Start of Excerpt
Each Young Investigator will be offered support during the foundation of their first independent laboratory, and encouraged to use the core facilities at the European Molecular Biology Laboratory in Heidelberg, Germany.
A total of 26 life science researchers from across the globe were chosen out of 195 eligible applications.
EMBO Director Maria Leptin said: “The accepted candidates have all shown outstanding promise in their early careers and impressed our selection committee with both the quality of their current work and their proposals for future research.”
Professor Baden’s research aims to better understand how different visual systems have evolved to optimally process their natural surroundings. In order to do this he studies how the retinas of different animals, that live in different environments, vary in terms of structure and function.
His research provides a greater understanding of how vision and neuronal networks work and how this differs across animal species.
End of Excerpt
• Activity A:
According to the EMBO announcement, how many researchers were chosen, and from how many eligible applications?
• Activity B:
Extend the EMBO announcement with a few more sentences that pick up after its last one.
The items that follow the EMBO announcement are not needed for either task.
Start of Data
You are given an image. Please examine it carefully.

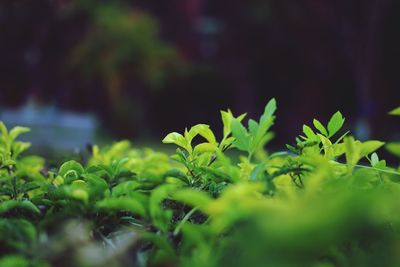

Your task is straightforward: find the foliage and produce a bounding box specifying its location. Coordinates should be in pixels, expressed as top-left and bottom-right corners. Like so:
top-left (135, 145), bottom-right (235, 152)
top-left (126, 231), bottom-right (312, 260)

top-left (0, 99), bottom-right (400, 267)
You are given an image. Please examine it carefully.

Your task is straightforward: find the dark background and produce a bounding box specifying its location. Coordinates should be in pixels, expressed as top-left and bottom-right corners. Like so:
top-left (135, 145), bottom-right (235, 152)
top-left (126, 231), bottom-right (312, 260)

top-left (0, 0), bottom-right (400, 150)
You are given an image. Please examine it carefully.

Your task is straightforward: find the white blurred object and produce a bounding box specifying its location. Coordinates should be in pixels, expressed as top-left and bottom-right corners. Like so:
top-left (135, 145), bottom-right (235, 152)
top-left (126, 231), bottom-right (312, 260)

top-left (0, 101), bottom-right (98, 150)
End of Data
• Expected answer A:
26 life science researchers were chosen from 195 eligible applications.

• Expected answer B:
Professor Baden said: “The opportunity to join this fantastic group of successful early-career group leaders all over Europe is very exciting, and will furnish our lab with much needed links into the world of molecular biology.
“We are most grateful to EMBO for their support and look forward to interacting extensively throughout the network.”
Professor Baden joined the University of Sussex in 2016 as a Senior Lecturer in Neuroscience and in 2018 was promoted to professor. In the past few years he has received multiple prestigious prizes, including the Eppendorf Prize, the Sir Philipp Leverhulme Prize and, most recently, the Lister Institute Research Fellow Prize.
He now joins a cohort of Young Investigators from 11 different countries including France, Singapore, India, Austria and Switzerland.